*Given request*:
Repeat the following lines exactly and nothing else: the line containing "the dark background" and each line after it through the end of the listing.

Dataset records about object locations:
· · · ·

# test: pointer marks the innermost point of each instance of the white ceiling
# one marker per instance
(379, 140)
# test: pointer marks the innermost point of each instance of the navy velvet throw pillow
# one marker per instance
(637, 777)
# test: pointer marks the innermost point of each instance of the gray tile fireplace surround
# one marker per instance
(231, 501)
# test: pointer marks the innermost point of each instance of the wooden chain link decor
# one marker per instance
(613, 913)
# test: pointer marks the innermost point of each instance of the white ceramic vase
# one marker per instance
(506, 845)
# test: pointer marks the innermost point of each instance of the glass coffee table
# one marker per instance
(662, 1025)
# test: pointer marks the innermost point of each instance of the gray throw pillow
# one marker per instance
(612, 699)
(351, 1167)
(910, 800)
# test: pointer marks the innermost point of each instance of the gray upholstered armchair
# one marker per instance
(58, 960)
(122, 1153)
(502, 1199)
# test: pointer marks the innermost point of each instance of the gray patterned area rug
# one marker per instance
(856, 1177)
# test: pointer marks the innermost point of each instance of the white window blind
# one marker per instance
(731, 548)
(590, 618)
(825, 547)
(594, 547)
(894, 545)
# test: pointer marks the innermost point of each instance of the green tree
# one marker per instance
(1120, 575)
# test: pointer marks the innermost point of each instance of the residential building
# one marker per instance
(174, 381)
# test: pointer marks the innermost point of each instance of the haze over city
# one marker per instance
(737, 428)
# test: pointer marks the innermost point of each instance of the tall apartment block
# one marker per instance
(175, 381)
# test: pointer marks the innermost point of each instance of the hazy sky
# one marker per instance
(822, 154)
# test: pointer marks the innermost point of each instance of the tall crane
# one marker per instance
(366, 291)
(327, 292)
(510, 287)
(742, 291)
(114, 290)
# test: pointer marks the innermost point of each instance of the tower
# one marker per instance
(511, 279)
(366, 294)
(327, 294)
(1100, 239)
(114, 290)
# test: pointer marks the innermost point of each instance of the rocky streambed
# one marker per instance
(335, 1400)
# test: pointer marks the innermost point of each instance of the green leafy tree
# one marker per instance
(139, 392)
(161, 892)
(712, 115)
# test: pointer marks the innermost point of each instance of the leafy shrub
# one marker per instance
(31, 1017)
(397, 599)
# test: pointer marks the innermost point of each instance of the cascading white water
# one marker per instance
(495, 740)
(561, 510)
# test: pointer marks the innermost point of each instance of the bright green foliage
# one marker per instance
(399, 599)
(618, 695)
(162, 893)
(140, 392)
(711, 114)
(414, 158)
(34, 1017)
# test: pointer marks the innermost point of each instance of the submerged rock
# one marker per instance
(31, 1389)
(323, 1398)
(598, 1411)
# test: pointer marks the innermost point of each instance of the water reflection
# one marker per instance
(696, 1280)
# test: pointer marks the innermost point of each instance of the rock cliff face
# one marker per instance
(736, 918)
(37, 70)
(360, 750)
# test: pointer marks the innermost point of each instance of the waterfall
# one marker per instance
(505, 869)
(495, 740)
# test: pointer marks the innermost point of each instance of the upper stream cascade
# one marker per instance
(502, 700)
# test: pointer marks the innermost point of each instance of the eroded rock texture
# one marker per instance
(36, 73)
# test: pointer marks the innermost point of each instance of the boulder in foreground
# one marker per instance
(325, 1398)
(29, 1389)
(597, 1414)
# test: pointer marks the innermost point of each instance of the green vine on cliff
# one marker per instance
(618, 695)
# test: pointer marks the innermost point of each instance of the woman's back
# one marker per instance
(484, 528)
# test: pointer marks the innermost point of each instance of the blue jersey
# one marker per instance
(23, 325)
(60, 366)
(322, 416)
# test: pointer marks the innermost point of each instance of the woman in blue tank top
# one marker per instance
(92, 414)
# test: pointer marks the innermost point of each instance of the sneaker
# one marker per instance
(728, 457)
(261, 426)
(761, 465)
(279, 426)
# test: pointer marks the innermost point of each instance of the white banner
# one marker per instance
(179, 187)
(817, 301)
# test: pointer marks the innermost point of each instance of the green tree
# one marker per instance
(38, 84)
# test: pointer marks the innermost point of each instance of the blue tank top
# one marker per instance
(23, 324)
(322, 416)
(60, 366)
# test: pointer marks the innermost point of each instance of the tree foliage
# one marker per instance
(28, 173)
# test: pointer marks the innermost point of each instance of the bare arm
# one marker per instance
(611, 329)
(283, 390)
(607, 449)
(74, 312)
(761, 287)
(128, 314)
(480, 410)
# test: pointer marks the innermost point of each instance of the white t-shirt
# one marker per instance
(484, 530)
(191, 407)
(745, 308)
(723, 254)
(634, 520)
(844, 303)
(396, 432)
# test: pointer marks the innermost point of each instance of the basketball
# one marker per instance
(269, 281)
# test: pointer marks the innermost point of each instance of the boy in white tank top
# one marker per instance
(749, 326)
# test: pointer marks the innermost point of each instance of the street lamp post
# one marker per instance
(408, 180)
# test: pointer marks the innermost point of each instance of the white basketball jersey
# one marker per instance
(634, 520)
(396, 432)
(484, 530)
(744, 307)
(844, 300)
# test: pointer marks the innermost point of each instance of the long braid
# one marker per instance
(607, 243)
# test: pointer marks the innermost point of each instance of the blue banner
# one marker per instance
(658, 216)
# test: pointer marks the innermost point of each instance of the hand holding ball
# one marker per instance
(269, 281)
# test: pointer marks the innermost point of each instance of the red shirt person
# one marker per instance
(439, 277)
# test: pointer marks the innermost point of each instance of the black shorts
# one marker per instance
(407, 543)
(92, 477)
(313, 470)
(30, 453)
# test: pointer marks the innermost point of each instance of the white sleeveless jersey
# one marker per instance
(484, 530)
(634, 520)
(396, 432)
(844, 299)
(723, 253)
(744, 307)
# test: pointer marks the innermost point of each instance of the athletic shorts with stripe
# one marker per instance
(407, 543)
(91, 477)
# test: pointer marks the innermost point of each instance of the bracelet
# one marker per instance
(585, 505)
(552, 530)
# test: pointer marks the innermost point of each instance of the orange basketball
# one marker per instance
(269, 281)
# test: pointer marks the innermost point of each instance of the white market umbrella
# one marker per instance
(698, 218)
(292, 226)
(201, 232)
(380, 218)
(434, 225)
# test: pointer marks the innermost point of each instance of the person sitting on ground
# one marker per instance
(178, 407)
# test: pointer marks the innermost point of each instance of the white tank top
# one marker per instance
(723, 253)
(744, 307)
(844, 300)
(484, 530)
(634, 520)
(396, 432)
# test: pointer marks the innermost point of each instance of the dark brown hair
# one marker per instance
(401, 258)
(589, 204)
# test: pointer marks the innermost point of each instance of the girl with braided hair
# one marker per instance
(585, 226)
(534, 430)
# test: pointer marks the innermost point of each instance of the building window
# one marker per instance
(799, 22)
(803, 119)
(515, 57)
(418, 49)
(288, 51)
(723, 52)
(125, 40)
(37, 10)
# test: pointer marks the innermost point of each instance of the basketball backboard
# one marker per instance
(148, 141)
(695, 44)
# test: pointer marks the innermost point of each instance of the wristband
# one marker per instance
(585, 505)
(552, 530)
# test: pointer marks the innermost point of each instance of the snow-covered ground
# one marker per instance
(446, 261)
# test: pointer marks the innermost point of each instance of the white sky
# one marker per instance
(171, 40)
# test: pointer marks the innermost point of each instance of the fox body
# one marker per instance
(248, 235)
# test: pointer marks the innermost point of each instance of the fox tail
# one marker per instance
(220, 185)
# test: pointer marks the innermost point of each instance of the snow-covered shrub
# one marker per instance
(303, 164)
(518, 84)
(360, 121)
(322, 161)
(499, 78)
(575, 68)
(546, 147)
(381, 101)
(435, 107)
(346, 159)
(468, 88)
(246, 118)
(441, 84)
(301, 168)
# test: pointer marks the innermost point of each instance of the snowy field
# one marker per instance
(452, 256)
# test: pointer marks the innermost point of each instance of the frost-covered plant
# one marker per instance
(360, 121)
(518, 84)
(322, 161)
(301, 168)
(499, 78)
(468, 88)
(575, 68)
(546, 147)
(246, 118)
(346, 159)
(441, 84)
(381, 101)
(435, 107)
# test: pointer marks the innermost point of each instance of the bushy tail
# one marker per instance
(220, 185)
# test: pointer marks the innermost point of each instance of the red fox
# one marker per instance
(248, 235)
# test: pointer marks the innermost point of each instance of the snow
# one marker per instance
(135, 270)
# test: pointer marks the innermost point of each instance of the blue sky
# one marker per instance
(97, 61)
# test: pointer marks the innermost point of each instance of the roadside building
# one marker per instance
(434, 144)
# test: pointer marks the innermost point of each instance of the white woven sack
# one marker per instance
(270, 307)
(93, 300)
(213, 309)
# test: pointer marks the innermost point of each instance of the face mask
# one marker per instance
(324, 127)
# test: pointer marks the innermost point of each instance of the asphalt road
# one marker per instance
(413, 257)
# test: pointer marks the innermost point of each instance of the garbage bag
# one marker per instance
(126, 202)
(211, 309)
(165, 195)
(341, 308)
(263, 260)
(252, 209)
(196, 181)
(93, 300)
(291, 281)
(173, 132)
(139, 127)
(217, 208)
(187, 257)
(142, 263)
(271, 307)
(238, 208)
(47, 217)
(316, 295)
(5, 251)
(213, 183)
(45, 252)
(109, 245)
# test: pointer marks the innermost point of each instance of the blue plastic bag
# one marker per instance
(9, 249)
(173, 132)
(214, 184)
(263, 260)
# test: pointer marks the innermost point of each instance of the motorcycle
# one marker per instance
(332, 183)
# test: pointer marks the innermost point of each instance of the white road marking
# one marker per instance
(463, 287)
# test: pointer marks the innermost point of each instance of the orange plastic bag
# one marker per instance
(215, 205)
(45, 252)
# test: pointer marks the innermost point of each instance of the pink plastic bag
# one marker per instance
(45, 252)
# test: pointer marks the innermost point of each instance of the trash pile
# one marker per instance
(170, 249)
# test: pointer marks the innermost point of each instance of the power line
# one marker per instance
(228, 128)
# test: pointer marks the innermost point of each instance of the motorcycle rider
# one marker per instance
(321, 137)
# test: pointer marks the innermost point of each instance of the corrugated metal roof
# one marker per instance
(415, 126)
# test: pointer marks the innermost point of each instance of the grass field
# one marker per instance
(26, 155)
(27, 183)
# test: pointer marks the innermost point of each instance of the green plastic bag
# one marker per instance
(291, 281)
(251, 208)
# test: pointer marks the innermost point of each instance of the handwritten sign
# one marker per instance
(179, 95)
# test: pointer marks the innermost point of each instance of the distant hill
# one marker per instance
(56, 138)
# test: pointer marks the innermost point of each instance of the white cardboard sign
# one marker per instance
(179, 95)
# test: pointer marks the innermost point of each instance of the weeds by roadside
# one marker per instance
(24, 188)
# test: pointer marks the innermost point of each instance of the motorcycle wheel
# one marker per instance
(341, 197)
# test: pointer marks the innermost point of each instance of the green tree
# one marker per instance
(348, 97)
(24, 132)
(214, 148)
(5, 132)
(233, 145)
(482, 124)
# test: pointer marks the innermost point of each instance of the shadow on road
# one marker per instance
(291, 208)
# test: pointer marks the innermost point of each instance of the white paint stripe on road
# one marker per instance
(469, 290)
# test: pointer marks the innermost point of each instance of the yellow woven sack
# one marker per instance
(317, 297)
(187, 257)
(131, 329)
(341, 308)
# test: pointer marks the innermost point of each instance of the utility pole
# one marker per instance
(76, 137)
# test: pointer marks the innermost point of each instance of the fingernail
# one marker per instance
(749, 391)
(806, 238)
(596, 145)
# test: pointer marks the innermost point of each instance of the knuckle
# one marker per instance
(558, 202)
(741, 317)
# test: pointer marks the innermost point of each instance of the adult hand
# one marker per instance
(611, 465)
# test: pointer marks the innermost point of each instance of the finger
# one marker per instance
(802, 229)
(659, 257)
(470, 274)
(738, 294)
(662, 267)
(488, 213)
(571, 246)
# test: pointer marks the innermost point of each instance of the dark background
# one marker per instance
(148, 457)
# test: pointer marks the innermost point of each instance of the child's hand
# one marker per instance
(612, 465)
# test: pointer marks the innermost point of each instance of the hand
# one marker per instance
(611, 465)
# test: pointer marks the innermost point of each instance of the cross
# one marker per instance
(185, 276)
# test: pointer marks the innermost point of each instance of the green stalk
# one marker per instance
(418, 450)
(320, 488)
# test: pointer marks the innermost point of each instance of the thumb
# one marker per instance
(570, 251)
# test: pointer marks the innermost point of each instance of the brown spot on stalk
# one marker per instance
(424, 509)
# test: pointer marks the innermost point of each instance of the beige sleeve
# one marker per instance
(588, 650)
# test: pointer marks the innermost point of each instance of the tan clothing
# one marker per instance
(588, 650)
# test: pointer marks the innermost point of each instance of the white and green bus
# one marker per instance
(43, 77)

· · · ·

*Final result*:
# test: pointer marks the innermost point of each instance of the dark background
# one marker per instance
(148, 457)
# test: pointer marks the innermost point of each instance of the child's hand
# one marker per instance
(612, 465)
# test: pointer marks the innermost point of each instance of the hand
# one marker per instance
(611, 465)
# test: pointer marks the innermost point of each instance of the cross
# one marker per instance
(185, 276)
# test: pointer marks the innermost point of each instance of the green stalk
# one marker per instance
(418, 450)
(320, 488)
# test: pointer marks the innermost point of each instance of the thumb
# one marker per instance
(570, 251)
# test: pointer marks the innermost point of each instance of the brown spot on stalk
# one marker per instance
(424, 509)
# test: pointer marks the innermost point of each instance of the beige sleeve
# one marker per instance
(588, 650)
# test: pointer marks the innermost point of each instance of the tan clothing
# one marker per instance
(588, 650)
# test: pointer marks the innermost point of each instance of the white and green bus
# one marker per instance
(43, 77)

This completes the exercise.